--- Excerpt Enclosed Below ---

Rise in Covid death rate, pressure on ICUs worrisome
Even though there has been an apparent stabilization in the third pandemic wave, concerns persist among health authorities over the steady rise in the number of Covid-19 deaths and intensive care cases over the last few days.
Health authorities on Thursday announced 104 deaths, which is the highest daily toll during this wave of the pandemic, even though the majority of elderly people, who are statistically most likely to die, have been vaccinated.
Moreover, by noon on Thursday, there were 819 intubated Covid patients, compared to 809 the day before on Wednesday, and 776 a week before. In addition, 526 coronavirus patients were admitted to hospitals around the country.
A total of 3,833 new cases were announced on Thursday, of which 1,861 were detected in Attica, 521 in Thessaloniki and 127 in Larissa.
The British strain (lineage B.1.1.7) of the virus has been identified at a rate ranging from 25% to 96%, depending on the region, against the total samples tested for mutations in Greece.
According to the National Genomic Surveillance Network, the percentage of the British strain in total samples tested for mutations by region was 96% in Central Greece, 88.5% on Crete and 86.5% in the Ionian Islands. In Attica the relative percentage was 66.2%, in the Peloponnese 69% and in Thessaloniki only 32.6%. The regions with the lowest percentages were Eastern Macedonia and Thrace (25%) and Western Macedonia (29.2%). The percentage across the entire country was 62.31%.
Meanwhile on Thursday, the World Health Organization’s regional director for Europe, Hans Kluge, met with Health Minister Vassilis Kikilias and signed an agreement for the opening of the Athens Quality of Care and Patient Safety Office, which will serve the needs of Mediterranean countries.
Referring to the pandemic, Kluge stressed that it has pushed the health systems of all countries to their limits, but also provided a unique opportunity to rethink health, how to maintain it and how to deal with similar threats in the future.

--- End of Enclosed Excerpt ---
--- Records Enclosed Below ---

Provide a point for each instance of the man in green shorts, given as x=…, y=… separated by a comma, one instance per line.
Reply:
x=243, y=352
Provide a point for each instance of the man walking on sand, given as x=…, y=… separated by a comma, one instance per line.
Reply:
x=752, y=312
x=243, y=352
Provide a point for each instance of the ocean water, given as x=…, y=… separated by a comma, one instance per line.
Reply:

--- End of Enclosed Records ---
--- Records Enclosed Below ---

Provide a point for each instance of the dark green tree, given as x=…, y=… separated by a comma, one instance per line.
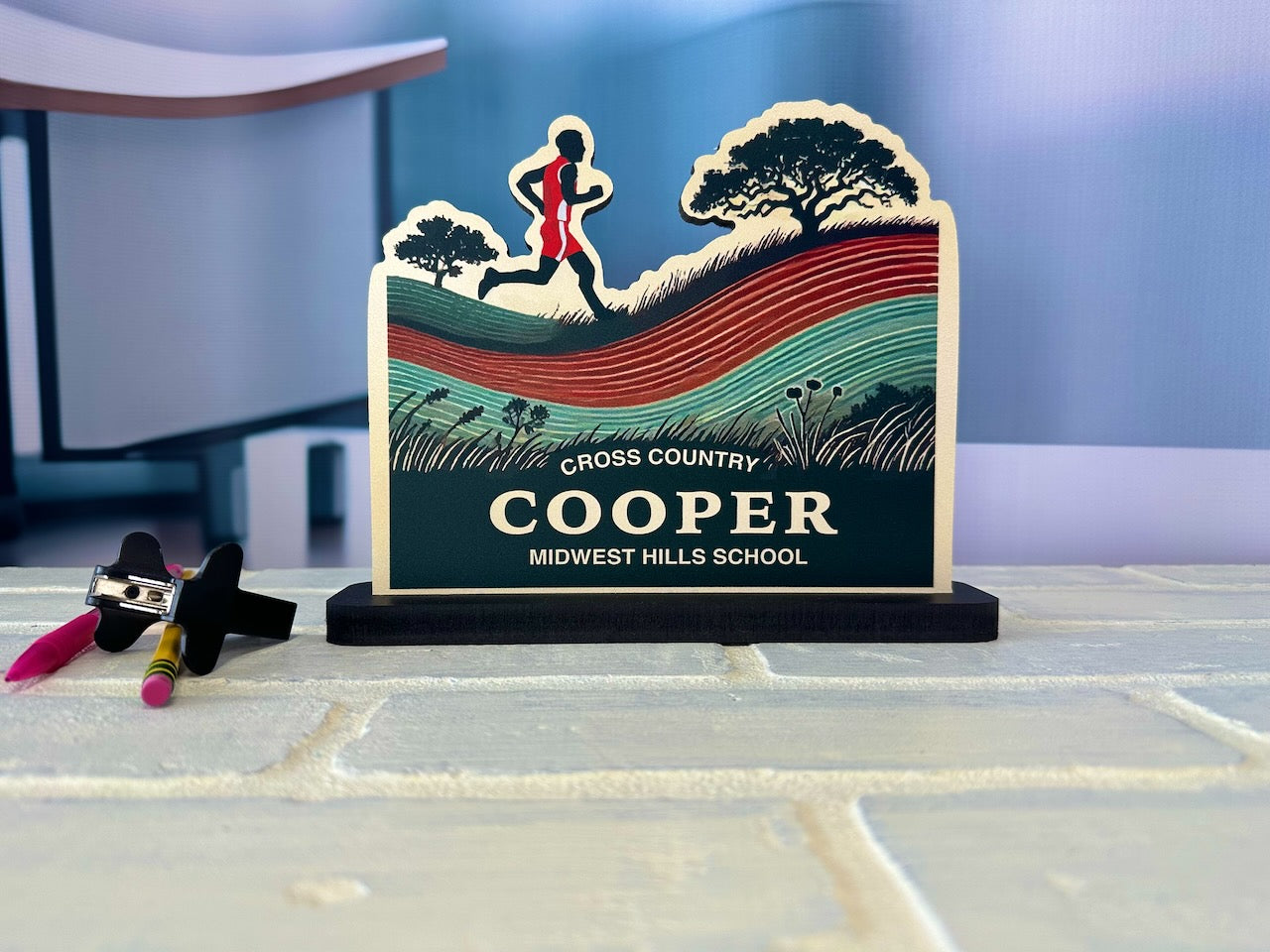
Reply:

--- End of Enclosed Records ---

Task brief:
Answer these from the Covid article:
1. How many deaths did health authorities announce on Thursday?
2. How many intubated Covid patients were there by noon on Thursday?
3. What percentage of samples tested for mutations in Thessaloniki showed the British strain?

Exercise result:
1. 104
2. 819
3. 32.6%